▶ **Prompt**:
The required lines are those that contain "face"; pull them out of the data and copy them.

[Exercise material]

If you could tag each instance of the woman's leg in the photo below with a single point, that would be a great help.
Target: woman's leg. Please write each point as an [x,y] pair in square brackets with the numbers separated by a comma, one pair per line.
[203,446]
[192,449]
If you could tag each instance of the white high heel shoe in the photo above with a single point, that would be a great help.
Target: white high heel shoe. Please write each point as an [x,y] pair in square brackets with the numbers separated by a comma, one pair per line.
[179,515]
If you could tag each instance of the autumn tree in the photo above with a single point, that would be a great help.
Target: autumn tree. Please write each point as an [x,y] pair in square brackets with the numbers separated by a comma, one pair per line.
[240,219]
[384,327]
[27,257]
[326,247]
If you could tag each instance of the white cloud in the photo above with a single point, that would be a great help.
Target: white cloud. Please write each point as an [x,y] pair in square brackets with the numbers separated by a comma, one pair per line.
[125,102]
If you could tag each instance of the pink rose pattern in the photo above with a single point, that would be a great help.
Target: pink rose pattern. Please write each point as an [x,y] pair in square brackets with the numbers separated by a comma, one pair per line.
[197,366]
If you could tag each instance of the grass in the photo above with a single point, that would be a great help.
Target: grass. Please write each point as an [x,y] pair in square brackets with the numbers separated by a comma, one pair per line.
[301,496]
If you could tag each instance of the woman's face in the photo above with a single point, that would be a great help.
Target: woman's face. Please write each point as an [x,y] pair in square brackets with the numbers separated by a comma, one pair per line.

[/Exercise material]

▶ **Response**:
If you could tag each instance of the woman's face in the photo above with a single point, that would be a great help.
Target: woman's face. Please write each point as an [x,y] pair in square brackets with the numbers separated by a comma, one pair per line.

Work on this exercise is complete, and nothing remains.